[Point labeling data]
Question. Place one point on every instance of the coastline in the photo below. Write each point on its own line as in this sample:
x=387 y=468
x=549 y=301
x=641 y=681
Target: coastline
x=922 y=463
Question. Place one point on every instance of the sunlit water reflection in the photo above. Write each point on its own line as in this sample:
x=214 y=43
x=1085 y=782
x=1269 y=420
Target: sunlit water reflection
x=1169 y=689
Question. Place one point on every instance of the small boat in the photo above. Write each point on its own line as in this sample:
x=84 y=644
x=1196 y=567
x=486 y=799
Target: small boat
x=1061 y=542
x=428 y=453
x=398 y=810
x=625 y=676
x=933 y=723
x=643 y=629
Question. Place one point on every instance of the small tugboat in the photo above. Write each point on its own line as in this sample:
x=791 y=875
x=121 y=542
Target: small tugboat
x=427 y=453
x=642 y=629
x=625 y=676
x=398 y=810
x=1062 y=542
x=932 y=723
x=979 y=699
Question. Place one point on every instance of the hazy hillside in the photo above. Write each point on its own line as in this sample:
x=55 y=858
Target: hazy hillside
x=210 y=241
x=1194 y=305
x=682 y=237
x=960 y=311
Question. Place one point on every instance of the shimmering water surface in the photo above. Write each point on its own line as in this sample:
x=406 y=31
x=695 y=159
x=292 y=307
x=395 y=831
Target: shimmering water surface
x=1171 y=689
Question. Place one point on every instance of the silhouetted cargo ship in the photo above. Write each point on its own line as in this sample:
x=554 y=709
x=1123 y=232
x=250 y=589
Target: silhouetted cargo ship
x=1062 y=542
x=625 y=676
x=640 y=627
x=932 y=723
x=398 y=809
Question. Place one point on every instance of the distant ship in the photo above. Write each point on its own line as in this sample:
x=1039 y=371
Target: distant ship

**Task details**
Rewrite the data above so that every instance of "Write each point on its own line" becomes "Put each point on a separate line", and leave the rest unchanged.

**Task solution**
Question. Place one point on every instance of the coastline in the photo below. Put each point on a separate line as in this sample:
x=387 y=468
x=549 y=301
x=641 y=681
Target: coastline
x=922 y=463
Question. Place one point on every instance of the sunlit water reflection in the photo above. Put each point on a separate line as in this sample:
x=214 y=43
x=1085 y=782
x=1269 y=420
Target: sunlit water reflection
x=1169 y=689
Question. Place one point on every instance of the small boat in the photo above. Put each point on a separate line as in this sample:
x=84 y=644
x=1196 y=567
x=486 y=799
Target: small boat
x=1061 y=542
x=428 y=453
x=398 y=810
x=625 y=676
x=933 y=723
x=643 y=629
Question. Place one point on every instance of the small tugboat in the photo above. Put each point on a separate line as in this sample:
x=791 y=875
x=121 y=542
Target: small tugboat
x=427 y=453
x=642 y=629
x=625 y=676
x=398 y=810
x=1062 y=542
x=932 y=723
x=979 y=699
Question. Place one point on every instance of the hazy hillside in the photo above. Put each point on a separate line as in this sample:
x=55 y=858
Target: hazy hillside
x=210 y=241
x=1194 y=305
x=682 y=237
x=960 y=311
Question. Place one point on every instance of the shimmering water surface in the photo above. Put each point on a separate line as in this sample:
x=406 y=31
x=695 y=159
x=292 y=307
x=395 y=831
Target: shimmering water surface
x=1171 y=689
Question. Place one point on every instance of the silhouetted cargo ship in the photo above. Put each point on a separate line as in this sample:
x=554 y=709
x=1123 y=232
x=250 y=589
Target: silhouetted cargo ship
x=1062 y=542
x=625 y=676
x=640 y=627
x=932 y=723
x=398 y=809
Question. Place one point on every instance of the distant ship in the photo above. Put each point on a separate line as in this sample:
x=1039 y=371
Target: distant ship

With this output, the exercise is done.